══ Records to use ══

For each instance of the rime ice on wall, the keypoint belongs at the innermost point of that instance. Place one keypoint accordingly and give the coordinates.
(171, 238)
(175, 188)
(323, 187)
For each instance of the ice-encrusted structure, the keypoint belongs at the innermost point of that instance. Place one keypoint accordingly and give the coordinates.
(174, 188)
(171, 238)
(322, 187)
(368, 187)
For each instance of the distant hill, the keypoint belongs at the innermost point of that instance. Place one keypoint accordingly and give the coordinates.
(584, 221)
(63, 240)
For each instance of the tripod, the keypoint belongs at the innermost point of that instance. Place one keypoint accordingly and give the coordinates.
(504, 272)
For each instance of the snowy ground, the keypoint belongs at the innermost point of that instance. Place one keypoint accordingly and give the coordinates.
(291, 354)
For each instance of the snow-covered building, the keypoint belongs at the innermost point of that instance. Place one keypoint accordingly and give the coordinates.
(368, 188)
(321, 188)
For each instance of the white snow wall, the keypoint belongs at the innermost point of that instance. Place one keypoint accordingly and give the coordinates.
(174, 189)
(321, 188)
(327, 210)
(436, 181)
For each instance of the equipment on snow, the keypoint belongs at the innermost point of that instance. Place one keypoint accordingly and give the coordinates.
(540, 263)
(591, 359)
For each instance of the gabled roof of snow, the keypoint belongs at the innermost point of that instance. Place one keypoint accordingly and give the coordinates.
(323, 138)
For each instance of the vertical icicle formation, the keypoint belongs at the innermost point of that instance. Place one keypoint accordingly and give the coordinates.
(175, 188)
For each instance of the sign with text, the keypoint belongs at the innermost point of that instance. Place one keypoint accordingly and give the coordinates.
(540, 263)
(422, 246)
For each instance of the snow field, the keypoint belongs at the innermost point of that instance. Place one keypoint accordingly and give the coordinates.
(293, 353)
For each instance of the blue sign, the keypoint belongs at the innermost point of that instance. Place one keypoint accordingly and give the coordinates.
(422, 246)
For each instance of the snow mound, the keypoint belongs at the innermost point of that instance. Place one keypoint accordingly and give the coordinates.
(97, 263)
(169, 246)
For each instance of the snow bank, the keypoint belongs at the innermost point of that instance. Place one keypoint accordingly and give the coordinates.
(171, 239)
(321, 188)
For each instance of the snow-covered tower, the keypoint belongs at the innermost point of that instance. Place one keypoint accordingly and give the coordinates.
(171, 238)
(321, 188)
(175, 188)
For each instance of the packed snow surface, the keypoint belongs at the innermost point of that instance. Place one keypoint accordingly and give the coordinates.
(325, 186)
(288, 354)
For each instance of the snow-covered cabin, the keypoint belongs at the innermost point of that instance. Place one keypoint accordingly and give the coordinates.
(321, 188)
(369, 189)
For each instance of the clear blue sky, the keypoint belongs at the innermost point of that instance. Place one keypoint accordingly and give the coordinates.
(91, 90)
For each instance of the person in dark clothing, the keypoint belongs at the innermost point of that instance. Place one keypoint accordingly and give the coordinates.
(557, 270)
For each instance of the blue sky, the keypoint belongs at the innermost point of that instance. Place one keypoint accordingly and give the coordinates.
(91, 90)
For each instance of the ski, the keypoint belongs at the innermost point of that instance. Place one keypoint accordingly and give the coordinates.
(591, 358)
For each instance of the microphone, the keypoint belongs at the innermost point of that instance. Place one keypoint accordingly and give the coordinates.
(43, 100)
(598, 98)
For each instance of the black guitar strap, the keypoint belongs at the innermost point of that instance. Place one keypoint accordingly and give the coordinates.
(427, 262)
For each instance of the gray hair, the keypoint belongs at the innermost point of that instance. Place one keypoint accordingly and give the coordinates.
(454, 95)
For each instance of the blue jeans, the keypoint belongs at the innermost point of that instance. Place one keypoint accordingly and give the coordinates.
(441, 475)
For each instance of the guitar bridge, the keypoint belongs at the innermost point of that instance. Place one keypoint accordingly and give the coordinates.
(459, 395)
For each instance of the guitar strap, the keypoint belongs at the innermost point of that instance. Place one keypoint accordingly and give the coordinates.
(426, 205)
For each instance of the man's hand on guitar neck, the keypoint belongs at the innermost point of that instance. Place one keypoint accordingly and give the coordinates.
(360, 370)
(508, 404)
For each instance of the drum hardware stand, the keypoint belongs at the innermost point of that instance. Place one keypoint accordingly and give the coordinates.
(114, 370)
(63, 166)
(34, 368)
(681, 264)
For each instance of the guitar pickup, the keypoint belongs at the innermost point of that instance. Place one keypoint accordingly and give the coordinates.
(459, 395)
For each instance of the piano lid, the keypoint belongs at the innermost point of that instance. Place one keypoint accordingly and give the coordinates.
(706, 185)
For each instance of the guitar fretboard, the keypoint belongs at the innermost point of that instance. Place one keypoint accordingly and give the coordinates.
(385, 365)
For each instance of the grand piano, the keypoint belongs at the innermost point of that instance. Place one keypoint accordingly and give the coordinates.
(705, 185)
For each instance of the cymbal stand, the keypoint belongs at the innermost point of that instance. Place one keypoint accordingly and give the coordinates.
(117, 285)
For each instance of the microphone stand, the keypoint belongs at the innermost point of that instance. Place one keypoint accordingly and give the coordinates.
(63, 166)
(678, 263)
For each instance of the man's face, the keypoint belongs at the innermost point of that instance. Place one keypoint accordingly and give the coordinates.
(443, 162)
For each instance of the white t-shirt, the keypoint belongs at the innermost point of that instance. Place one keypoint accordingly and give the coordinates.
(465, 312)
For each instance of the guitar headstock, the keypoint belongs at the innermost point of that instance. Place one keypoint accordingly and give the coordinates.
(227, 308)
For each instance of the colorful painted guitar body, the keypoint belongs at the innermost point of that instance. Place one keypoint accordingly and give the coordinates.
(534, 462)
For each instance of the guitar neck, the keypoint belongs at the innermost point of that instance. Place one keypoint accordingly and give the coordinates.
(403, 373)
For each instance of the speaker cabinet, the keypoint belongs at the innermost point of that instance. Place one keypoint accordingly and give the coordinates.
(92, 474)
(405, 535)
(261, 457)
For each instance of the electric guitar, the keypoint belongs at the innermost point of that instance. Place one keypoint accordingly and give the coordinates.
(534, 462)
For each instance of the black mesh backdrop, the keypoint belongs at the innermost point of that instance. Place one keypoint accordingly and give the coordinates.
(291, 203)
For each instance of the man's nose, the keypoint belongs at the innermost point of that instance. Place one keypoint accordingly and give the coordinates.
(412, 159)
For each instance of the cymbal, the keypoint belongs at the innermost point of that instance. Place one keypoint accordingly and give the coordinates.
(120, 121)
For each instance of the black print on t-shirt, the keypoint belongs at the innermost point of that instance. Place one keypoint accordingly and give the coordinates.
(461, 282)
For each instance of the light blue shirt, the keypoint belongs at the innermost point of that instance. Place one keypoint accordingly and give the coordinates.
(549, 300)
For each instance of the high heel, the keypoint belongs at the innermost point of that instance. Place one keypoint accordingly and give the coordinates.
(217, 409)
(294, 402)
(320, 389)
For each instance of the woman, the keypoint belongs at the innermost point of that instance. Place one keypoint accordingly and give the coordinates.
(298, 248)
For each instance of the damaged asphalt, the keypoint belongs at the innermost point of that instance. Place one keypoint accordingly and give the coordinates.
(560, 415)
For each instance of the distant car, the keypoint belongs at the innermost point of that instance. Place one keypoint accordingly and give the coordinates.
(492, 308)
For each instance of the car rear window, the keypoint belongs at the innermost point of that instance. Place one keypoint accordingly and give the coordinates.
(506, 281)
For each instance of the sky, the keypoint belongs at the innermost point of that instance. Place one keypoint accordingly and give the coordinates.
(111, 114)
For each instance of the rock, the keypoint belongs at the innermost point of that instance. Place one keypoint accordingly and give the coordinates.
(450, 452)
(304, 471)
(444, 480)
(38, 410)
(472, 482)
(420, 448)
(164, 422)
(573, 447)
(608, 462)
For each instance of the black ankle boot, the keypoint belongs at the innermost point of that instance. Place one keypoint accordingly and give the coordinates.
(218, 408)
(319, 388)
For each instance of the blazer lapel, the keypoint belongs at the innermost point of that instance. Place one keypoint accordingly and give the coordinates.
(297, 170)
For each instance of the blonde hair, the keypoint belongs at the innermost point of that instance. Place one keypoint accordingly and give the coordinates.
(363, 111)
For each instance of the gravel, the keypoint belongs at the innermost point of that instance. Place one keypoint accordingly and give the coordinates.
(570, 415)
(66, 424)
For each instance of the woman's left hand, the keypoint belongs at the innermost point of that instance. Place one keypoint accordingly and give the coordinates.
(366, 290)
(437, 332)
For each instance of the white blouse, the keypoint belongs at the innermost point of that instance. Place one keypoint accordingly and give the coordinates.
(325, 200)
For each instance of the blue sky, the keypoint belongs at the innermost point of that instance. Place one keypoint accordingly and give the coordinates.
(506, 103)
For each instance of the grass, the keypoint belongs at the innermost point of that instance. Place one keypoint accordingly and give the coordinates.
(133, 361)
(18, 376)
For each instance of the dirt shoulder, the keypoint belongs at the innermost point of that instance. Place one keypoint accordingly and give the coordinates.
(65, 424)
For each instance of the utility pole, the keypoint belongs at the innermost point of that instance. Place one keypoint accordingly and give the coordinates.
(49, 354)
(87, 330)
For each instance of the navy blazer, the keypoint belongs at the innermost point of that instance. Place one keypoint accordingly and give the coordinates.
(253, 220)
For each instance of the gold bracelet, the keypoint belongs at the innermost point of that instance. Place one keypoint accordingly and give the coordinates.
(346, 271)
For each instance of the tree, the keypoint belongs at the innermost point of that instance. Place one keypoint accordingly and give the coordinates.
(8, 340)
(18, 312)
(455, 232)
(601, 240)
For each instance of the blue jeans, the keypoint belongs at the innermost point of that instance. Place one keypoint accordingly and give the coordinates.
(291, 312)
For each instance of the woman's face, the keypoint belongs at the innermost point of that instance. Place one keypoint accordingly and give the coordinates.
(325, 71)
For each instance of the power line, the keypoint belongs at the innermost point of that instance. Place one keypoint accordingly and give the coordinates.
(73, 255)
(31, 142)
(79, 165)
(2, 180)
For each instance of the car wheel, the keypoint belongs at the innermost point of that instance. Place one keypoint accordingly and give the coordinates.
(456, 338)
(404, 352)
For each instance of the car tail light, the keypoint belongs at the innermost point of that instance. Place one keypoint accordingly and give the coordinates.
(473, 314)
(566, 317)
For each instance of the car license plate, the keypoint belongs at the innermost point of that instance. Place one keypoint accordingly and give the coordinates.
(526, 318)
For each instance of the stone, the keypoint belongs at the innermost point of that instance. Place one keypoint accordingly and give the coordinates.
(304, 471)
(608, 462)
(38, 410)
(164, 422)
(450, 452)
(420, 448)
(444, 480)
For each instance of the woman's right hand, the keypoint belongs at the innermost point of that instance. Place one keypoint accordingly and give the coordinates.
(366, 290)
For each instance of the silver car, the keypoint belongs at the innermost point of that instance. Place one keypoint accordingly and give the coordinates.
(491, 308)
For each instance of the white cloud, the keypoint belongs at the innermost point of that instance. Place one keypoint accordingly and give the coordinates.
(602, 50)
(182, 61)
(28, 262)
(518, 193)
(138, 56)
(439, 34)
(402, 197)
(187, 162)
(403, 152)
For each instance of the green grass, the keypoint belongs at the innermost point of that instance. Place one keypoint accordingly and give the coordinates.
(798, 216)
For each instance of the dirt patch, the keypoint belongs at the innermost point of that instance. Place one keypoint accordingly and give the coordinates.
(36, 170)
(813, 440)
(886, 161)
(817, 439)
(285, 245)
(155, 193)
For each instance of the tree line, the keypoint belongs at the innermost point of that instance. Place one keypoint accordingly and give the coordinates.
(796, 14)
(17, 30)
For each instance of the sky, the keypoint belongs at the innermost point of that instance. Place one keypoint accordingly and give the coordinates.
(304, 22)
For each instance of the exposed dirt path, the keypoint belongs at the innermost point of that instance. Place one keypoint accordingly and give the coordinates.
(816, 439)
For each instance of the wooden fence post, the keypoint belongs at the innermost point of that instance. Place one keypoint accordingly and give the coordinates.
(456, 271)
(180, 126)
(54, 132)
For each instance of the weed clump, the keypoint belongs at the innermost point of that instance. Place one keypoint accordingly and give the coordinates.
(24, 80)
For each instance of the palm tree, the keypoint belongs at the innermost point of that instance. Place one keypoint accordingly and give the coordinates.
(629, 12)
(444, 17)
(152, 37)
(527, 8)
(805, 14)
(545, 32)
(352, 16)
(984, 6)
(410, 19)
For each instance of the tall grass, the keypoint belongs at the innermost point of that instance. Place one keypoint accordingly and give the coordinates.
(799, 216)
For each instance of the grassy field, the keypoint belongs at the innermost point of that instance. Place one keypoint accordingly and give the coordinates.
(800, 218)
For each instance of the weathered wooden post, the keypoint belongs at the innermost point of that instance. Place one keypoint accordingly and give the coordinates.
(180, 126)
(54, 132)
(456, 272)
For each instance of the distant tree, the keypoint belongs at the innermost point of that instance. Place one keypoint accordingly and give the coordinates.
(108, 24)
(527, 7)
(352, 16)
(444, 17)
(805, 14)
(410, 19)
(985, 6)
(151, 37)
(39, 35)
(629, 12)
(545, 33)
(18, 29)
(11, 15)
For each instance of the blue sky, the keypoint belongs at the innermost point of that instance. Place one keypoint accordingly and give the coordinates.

═══

Restate word for word the lines from the one holding "For each instance of the tall" to the end of the listing, both ends included, and nothing more.

For each instance of the tall grass, the keypoint belongs at the innermost point of that instance. Place one keypoint accordingly and give the coordinates.
(799, 216)
For each instance of the grassy field, the keypoint belongs at the innermost point of that instance. Place one keypoint accordingly and give the coordinates.
(800, 218)
For each instance of the weathered wooden post, the keypoint belongs at the innermost point of that instance. Place one keypoint accordingly and give the coordinates.
(180, 126)
(54, 132)
(456, 272)
For each instance of the distant tree, the keypoint belongs at the innermost point of that instance. Place one keypoint accordingly and give the coordinates.
(108, 24)
(527, 7)
(352, 16)
(444, 17)
(805, 14)
(410, 19)
(985, 6)
(151, 37)
(39, 35)
(629, 12)
(545, 33)
(18, 29)
(11, 15)
For each instance of the blue sky, the keypoint belongs at the innermost point of that instance. Place one keypoint accordingly and give the coordinates.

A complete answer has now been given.